Location annotation dataset excerpts:
■ ■ ■ ■ ■

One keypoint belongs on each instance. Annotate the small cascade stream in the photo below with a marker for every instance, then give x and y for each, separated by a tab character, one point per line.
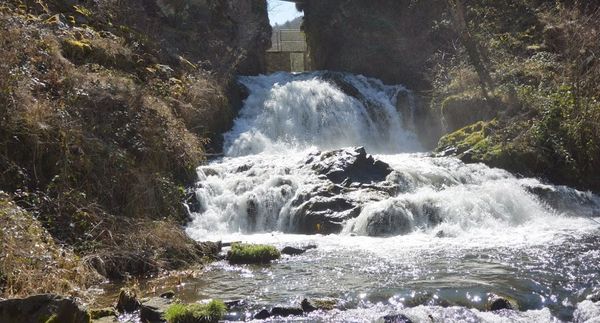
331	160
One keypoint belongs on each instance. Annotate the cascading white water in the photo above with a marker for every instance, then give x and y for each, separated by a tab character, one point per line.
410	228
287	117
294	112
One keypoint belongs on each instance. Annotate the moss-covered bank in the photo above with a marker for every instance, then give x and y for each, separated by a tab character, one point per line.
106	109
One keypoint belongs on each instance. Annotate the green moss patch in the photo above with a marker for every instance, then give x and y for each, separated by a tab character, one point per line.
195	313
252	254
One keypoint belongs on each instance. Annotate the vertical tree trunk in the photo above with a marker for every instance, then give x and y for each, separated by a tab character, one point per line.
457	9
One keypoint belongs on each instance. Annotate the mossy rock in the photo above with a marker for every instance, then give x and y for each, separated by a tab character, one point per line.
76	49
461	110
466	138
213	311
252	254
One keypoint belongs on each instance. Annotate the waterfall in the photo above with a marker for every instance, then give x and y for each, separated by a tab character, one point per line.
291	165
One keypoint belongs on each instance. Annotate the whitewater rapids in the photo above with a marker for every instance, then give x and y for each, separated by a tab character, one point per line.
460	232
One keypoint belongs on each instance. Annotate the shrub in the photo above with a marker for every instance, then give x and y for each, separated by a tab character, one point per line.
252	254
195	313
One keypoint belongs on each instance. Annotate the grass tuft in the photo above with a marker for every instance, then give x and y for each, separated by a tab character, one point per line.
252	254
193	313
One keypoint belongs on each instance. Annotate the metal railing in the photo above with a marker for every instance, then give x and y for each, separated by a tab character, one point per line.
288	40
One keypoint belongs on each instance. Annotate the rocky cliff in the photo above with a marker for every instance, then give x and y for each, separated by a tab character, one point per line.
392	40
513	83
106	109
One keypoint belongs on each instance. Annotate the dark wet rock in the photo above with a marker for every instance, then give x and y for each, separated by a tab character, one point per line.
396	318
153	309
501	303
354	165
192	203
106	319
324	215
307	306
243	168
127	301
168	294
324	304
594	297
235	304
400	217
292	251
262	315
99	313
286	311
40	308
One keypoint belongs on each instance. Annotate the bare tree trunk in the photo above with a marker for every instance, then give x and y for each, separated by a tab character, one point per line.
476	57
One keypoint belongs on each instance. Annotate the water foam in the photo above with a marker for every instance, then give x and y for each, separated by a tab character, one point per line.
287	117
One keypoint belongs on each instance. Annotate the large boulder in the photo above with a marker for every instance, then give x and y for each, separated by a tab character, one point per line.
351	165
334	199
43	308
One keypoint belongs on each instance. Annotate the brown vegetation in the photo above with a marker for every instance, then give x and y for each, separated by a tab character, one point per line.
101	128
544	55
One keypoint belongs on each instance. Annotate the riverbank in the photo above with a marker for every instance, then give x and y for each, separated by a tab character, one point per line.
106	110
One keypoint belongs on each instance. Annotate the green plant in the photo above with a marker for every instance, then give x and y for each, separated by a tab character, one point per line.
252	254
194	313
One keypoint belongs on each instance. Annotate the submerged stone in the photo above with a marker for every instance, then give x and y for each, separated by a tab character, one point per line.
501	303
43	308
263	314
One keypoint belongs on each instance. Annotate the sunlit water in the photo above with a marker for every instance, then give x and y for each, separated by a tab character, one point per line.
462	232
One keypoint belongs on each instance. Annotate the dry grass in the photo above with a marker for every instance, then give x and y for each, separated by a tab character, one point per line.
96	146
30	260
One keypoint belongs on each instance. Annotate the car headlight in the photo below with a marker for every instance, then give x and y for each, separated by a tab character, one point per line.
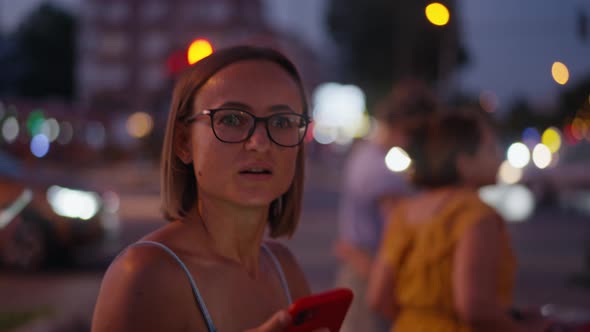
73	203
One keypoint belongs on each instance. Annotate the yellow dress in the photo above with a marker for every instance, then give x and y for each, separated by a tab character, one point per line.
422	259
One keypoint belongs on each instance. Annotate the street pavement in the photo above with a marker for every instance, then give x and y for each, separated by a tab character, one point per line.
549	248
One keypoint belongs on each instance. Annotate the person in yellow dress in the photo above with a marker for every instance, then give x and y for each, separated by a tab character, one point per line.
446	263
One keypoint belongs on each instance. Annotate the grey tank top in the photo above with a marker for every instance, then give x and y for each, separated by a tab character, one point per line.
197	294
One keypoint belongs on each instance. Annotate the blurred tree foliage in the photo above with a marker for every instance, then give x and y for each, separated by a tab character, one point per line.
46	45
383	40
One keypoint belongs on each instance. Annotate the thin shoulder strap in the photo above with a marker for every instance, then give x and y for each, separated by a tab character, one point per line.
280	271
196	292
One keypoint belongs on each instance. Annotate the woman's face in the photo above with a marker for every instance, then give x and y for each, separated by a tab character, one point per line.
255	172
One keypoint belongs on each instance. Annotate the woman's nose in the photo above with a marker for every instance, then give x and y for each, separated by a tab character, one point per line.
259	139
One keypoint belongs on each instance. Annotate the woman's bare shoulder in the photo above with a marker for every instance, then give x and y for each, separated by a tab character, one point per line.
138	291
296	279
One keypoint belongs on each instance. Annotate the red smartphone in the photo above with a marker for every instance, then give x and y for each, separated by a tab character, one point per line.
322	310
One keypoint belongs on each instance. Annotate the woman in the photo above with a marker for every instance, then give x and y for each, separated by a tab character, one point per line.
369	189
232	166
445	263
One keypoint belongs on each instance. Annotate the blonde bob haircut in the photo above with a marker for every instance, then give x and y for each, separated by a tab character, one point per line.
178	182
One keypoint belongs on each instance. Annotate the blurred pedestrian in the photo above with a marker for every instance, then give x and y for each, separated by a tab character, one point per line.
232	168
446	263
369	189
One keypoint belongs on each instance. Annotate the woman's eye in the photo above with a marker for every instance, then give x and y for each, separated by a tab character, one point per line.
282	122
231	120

■ ■ ■ ■ ■

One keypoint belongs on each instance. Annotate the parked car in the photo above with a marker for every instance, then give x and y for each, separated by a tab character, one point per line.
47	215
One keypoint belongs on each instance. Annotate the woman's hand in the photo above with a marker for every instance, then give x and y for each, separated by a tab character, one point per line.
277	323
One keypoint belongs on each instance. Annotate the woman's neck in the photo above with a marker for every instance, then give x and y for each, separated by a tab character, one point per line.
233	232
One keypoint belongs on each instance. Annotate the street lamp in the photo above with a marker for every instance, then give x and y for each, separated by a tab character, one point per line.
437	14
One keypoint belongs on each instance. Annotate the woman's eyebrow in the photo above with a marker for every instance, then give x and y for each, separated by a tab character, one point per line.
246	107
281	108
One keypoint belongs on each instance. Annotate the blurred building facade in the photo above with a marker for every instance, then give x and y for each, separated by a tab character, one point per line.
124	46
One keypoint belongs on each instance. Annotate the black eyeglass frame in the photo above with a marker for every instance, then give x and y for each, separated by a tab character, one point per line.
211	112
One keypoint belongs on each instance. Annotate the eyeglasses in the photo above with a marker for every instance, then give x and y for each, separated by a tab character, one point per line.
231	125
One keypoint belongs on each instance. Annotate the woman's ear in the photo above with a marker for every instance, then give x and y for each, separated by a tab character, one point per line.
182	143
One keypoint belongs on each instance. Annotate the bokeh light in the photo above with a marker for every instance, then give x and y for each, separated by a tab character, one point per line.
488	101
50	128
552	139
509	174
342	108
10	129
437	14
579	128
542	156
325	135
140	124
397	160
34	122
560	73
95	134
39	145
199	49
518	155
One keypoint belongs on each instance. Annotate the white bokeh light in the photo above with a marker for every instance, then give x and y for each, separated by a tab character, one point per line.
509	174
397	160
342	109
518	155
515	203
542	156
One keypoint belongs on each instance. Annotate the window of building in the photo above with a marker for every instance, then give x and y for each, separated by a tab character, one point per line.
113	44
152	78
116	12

■ ■ ■ ■ ■

What to do:
Pick out every line in the items that contains the word "below" and copy each one in full.

Result:
One keypoint belongs on each instance. Annotate the small cascade stream in the photo below with a marker for every instance, then give x and y for each, separated by a tab character, one point per line.
One keypoint belongs on each instance. Annotate the car headlight in the photo below with a marker for every instance, then give x and y for each, separated by a tab character, one point per line.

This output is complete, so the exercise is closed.